**Extrait du document:**
════════════════════

Rubrique > consommation

Tête d'analyse > sécurité

Analyse > contrefaçon. lutte et prévention.

Question publiée au JO le : 22/03/2016
Réponse publiée au JO le : 01/04/2016 page : 2622

Texte de la question

M. Bernard Gérard interroge M. le ministre des finances et des comptes publics sur la lutte contre la contrefaçon qui participe au financement du terrorisme. Le mois dernier, il a visité avec son collègue député du Maine-et-Loire, dans le cadre du groupe d'études textile et industrie de main-d’œuvre dont il est président, le site d'Aubervilliers qui est le plus grand hub européen de commerce de textile et par conséquent un haut lieu de la contrefaçon internationale. Un rapport de l'Unifab, association française de lutte anti-contrefaçon, sur la « contrefaçon et le terrorisme » a été remis au ministre il y a peu. Cette publication démontre que la contrefaçon constitue aujourd'hui un mode de financement privilégié des groupes terroristes. Aujourd'hui, chacun doit comprendre que les conséquences de la contrefaçon vont au-delà de la seule atteinte aux intérêts particuliers des titulaires de droits : c'est l'intérêt général tout entier qui est mis en péril. Le décalage entre la réalité de la contrefaçon et son traitement par les institutions françaises, européennes et internationales est incompréhensible. Il lui demande donc quelles sont les actions que le Gouvernement entend prendre afin de lutter efficacement contre la contrefaçon.

Texte de la réponse

CONTREFAÇON ET FINANCEMENT DU TERRORISME


M. le président. La parole est à M. Bernard Gérard, pour exposer sa question, n°  1365, relative à la contrefaçon et au financement du terrorisme.

M. Bernard Gérard. En février dernier, j'ai visité avec mon collègue Serge Bardy, dans le cadre du groupe d'études « Textile et industries de main-d'œuvre », que je préside, le site d'Aubervilliers, qui est le plus grand hub de commerce de textile d'Europe, mais aussi un haut lieu de la contrefaçon internationale. Il faut y aller pour mesurer l'ampleur du phénomène.

La contrefaçon porte atteinte aux entreprises, à l'innovation, aux consommateurs, mais aussi aux États, qui enregistrent des pertes de recettes fiscales. Plus spécifiquement, la contrefaçon est largement organisée par de grands réseaux criminels et contribue au financement direct de groupes terroristes tels que l'IRA, l'ETA, Al-Qaïda et Daech.

C'est ce que détaille un rapport édifiant de l'Unifab, association française de lutte anti-contrefaçon, sur la contrefaçon et le terrorisme, qui vous a été remis il y a peu.

C'est pourquoi je souhaite vous interroger aujourd'hui sur le lien entre la contrefaçon et le terrorisme, et sur la manière dont nous devons lutter simultanément contre ces deux fléaux.

════════════════════

**Données de travail:**
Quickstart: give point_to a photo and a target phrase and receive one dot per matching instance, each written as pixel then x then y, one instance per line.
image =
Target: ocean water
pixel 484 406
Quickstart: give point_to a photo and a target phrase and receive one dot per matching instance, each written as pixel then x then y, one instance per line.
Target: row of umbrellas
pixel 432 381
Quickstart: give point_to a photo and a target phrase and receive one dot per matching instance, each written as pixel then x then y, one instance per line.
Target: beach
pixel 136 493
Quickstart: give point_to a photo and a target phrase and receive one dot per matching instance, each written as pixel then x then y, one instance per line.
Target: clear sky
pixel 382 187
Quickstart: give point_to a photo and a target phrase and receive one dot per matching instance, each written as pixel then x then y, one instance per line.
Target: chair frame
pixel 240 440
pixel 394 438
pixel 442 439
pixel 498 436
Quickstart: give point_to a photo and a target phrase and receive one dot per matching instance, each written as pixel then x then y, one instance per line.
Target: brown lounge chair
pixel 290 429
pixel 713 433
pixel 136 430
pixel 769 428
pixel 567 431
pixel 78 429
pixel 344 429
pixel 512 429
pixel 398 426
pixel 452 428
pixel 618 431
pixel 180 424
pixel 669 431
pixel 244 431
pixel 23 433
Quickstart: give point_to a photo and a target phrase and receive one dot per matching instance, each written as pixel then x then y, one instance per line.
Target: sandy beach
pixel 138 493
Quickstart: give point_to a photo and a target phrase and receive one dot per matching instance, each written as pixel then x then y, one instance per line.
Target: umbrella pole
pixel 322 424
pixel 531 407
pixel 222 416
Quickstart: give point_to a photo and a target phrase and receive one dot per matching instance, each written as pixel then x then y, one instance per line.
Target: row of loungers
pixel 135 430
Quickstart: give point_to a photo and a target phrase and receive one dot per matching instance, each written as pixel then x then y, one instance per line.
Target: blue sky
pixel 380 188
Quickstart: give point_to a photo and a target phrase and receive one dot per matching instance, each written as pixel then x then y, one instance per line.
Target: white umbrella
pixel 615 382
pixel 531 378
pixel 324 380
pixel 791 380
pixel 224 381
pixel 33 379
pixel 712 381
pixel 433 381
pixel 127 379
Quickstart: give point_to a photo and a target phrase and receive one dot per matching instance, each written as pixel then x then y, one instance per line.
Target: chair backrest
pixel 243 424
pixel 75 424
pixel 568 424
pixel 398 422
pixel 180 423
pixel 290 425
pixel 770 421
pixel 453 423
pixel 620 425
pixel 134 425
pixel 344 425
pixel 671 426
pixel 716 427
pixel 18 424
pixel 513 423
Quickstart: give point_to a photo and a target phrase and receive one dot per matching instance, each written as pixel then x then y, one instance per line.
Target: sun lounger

════════════════════

**Objectifs:**
1. Transcrivez l'extrait sur la contrefaçon de « M. le président. La » à « Al-Qaïda et Daech. ».
2. Relevez chaque ligne des enregistrements qui contient la chaîne « chair », en tenant compte de la casse.
L'extrait et les enregistrements n'ont aucun lien entre eux.

**Résultats par tâche:**
1.
M. le président. La parole est à M. Bernard Gérard, pour exposer sa question, n°  1365, relative à la contrefaçon et au financement du terrorisme.

M. Bernard Gérard. En février dernier, j'ai visité avec mon collègue Serge Bardy, dans le cadre du groupe d'études « Textile et industries de main-d'œuvre », que je préside, le site d'Aubervilliers, qui est le plus grand hub de commerce de textile d'Europe, mais aussi un haut lieu de la contrefaçon internationale. Il faut y aller pour mesurer l'ampleur du phénomène.

La contrefaçon porte atteinte aux entreprises, à l'innovation, aux consommateurs, mais aussi aux États, qui enregistrent des pertes de recettes fiscales. Plus spécifiquement, la contrefaçon est largement organisée par de grands réseaux criminels et contribue au financement direct de groupes terroristes tels que l'IRA, l'ETA, Al-Qaïda et Daech.

2.
Target: chair frame
Target: brown lounge chair
Target: chair backrest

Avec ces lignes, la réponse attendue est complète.